RAW DATA:
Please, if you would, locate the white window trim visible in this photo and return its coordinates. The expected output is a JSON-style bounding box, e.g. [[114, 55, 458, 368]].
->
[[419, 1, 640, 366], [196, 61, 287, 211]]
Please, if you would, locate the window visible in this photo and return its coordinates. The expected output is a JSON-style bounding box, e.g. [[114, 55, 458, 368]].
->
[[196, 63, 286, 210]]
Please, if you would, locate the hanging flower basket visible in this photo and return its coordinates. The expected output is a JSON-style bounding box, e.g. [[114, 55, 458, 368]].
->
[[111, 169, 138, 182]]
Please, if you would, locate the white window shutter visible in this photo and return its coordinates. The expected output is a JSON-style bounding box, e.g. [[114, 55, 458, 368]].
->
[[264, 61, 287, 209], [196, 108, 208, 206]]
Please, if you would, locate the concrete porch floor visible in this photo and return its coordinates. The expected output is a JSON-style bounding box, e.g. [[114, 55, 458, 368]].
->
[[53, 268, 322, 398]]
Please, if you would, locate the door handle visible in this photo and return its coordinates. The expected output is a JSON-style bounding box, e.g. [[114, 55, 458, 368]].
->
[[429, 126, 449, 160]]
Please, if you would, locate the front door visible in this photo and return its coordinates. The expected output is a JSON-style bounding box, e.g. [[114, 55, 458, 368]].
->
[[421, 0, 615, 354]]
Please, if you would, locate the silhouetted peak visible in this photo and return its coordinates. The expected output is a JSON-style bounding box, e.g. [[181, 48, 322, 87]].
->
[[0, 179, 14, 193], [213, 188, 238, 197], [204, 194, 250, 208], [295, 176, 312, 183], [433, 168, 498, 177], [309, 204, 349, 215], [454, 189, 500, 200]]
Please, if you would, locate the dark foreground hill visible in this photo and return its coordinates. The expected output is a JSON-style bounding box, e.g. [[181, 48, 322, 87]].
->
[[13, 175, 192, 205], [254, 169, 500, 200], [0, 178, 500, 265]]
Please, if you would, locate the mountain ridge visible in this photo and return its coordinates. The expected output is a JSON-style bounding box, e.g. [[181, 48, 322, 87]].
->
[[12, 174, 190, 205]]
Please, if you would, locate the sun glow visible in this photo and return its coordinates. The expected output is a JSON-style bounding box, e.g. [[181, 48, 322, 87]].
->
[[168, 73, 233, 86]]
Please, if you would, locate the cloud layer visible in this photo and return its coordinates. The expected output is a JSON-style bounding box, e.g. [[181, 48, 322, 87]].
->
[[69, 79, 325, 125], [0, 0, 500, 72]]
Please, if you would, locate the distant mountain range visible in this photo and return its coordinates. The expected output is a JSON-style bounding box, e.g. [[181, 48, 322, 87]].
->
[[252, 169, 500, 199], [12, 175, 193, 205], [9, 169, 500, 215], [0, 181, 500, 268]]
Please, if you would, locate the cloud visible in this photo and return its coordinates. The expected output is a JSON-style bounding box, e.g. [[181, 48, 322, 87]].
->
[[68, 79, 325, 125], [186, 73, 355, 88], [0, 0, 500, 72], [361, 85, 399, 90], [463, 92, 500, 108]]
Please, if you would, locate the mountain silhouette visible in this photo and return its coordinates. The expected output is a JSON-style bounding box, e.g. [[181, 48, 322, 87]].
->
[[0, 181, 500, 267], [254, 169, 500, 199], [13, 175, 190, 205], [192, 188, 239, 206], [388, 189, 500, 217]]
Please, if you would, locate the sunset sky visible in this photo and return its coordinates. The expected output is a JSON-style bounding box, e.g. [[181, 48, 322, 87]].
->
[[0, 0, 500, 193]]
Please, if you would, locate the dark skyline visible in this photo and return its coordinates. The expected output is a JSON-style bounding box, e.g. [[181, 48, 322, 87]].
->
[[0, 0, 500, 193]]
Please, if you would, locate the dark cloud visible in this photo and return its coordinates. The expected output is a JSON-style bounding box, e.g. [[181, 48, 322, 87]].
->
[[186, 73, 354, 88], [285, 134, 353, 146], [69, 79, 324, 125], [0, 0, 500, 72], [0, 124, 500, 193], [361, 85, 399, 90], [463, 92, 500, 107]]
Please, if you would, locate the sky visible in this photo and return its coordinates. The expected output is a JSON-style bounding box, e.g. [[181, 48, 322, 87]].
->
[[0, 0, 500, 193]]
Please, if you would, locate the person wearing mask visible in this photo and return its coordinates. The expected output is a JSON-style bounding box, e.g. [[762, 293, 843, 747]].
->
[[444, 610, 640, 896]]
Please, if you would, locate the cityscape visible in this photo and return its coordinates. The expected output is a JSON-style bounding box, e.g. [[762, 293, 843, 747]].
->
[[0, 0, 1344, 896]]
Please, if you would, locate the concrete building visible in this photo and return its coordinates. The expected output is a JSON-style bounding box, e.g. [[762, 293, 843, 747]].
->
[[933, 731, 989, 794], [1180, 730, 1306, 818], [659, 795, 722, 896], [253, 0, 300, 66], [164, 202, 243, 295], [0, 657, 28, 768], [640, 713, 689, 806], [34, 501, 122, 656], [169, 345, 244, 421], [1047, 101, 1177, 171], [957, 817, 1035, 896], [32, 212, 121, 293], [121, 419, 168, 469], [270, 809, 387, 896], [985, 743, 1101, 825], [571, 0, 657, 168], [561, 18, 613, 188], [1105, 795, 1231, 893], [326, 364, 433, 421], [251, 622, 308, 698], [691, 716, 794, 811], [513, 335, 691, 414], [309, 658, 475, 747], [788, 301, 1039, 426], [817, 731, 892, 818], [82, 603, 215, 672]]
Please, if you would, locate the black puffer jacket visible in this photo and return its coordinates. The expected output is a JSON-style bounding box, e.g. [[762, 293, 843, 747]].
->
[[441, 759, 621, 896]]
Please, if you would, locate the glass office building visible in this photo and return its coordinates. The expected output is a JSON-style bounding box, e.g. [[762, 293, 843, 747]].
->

TASK DETAILS:
Rewrite every one of the rows above with "JSON-style" replaced by "JSON-formatted" wherever it occurs, leaving everything else unchanged.

ANSWER TO THE TASK:
Please, if you would, locate the white window trim visible in this photo and return its coordinates. The expected output is a JSON-formatted bounding box, e.g. [[114, 55, 458, 368]].
->
[[419, 1, 640, 366], [196, 61, 287, 211]]
Please, if you would, locate the window visible in this photo and return its coordinates. The expected output is a JSON-formatted bounding box, e.g. [[114, 55, 458, 368]].
->
[[196, 63, 286, 210]]
Please, if you would, locate the hanging flower basket visible in this photo and return its coordinates. The expected output is a JSON-formatted bounding box, e.g. [[114, 55, 458, 368]].
->
[[111, 169, 138, 182]]
Please, if you would, locate the white window shutter visible in this photo and return its coordinates. The expected output is a JSON-formatted bounding box, e.g. [[114, 55, 458, 368]].
->
[[264, 61, 287, 209], [196, 108, 208, 206]]
Please, if you would, locate the concrete porch floor visible in this photo and return its coordinates. The expected output is a JSON-formatted bounding box, e.g. [[114, 55, 458, 368]].
->
[[53, 268, 322, 398]]
Please, if you would, locate the door handle visible in this photo and return its coordinates. The expected output is a JSON-formatted bounding box, e.g. [[114, 55, 458, 368]].
->
[[429, 126, 449, 160]]
Please, if you would, locate the front door visible in this photo and return its coordinates. The expected output is a JSON-formatted bounding box, e.g. [[114, 55, 458, 368]].
->
[[421, 0, 615, 354]]
Please, if you would, locate the silhouetted peak visible in this photo and return its coordinates. The expected output is a JSON-formatted bounding box, e.g. [[181, 48, 322, 87]].
->
[[0, 179, 14, 193], [213, 188, 238, 197], [204, 194, 250, 208], [295, 176, 312, 183], [433, 168, 498, 177], [309, 204, 349, 215], [454, 189, 500, 200]]
Please, if you would, locate the dark foreground hill visible in this photo and return its coordinates. The expected output is a JSON-formatted bounding box, e.g. [[181, 48, 322, 87]].
->
[[13, 175, 192, 205], [254, 169, 500, 200], [0, 178, 500, 265]]
Please, if you would, locate the mountain ridge visible in this photo and return its coordinates. The expected output is a JSON-formatted bounding box, e.g. [[181, 48, 322, 87]].
->
[[12, 174, 190, 205]]
Please, if you would, locate the sun glow visible in this photo and return its coordinates. The expected output is a JSON-formatted bounding box, e.g. [[181, 48, 322, 87]].
->
[[168, 73, 233, 86]]
Please, if you would, locate the cloud layer visible in this photo and return its coordinates. The expected output is a JSON-formatted bounding box, e.g. [[181, 48, 322, 87]].
->
[[69, 79, 325, 125], [0, 0, 500, 72]]
Please, if you would, locate the distant mountain range visible in this photo and return its coordinates. The expected output is a JSON-formatted bounding box, e.g. [[181, 48, 322, 87]].
->
[[252, 169, 500, 199], [12, 175, 193, 205], [9, 169, 500, 215], [0, 181, 500, 268]]
Please, if you would, locate the cloud visible in this photo and return its coordinates. The expected output is a JSON-formatted bounding box, e.g. [[181, 48, 322, 87]].
->
[[68, 79, 325, 125], [186, 73, 355, 88], [0, 0, 500, 72], [361, 85, 399, 90], [463, 92, 500, 108]]
Please, if you would, locate the mountain silhouette visible in this photo and return its coordinates. The expected output is a JSON-formatted bounding box, e.g. [[181, 48, 322, 87]].
->
[[0, 181, 500, 267], [254, 169, 500, 199], [13, 175, 190, 205], [192, 188, 239, 206], [388, 189, 500, 217]]
Please, if you would, locate the sunset sky visible in this photo and return its coordinates. The expected output is a JSON-formatted bounding box, e.g. [[181, 48, 322, 87]].
->
[[0, 0, 500, 193]]
Please, if you would, locate the dark skyline visible in this photo and return its coordinates. The expected output is a JSON-formatted bounding box, e.g. [[181, 48, 322, 87]].
->
[[0, 0, 500, 193]]
Please, if you would, locate the dark cloud visible in this photo and return its coordinates. The expected output is a JSON-formatted bounding box, e.g. [[181, 48, 322, 87]].
->
[[186, 73, 354, 88], [285, 134, 353, 146], [69, 79, 324, 125], [0, 0, 500, 72], [0, 124, 500, 193], [361, 85, 399, 90], [463, 92, 500, 107]]
Please, if you would, locate the sky visible in this photo and return its coordinates. The expected output is a JSON-formatted bounding box, e.g. [[181, 48, 322, 87]].
->
[[0, 0, 500, 193]]
Please, if you would, locate the person wearing mask visible in this photo and return its coordinates. The expected output is a JSON-formatted bounding box, e.g. [[762, 293, 843, 747]].
->
[[444, 610, 640, 896]]
Please, if you would, locate the cityscape visible in this photo and return its coordinates. The expected output is a JSON-formatted bounding box, e.g. [[762, 293, 843, 747]].
->
[[0, 0, 1344, 896]]
Please, if you would, locate the concrete building visible in this photo and return its coordinates. The expected output is a JSON-formatted bounding box, e.g. [[762, 293, 843, 747]].
->
[[933, 731, 989, 794], [1180, 730, 1306, 818], [659, 795, 722, 896], [253, 0, 300, 66], [164, 202, 243, 295], [0, 657, 28, 768], [640, 713, 689, 806], [34, 501, 122, 656], [169, 345, 244, 421], [1047, 101, 1177, 171], [957, 817, 1035, 896], [32, 212, 121, 293], [121, 419, 168, 469], [270, 809, 387, 896], [985, 743, 1101, 825], [571, 0, 657, 168], [561, 18, 613, 188], [1105, 795, 1231, 893], [326, 364, 433, 421], [251, 622, 308, 698], [691, 716, 794, 811], [513, 335, 691, 414], [309, 658, 475, 747], [788, 301, 1039, 426], [817, 731, 892, 818], [82, 603, 215, 672]]
Please, if you would, locate the black puffer jacket visible in this photo and return its coordinates. The expected output is a JSON-formatted bounding box, e.g. [[762, 293, 843, 747]].
->
[[441, 759, 621, 896]]
Please, if you would, locate the glass office building visible in this photo and return its coordinates. The expected output is a JSON-formatted bounding box, e.g. [[762, 293, 843, 747]].
->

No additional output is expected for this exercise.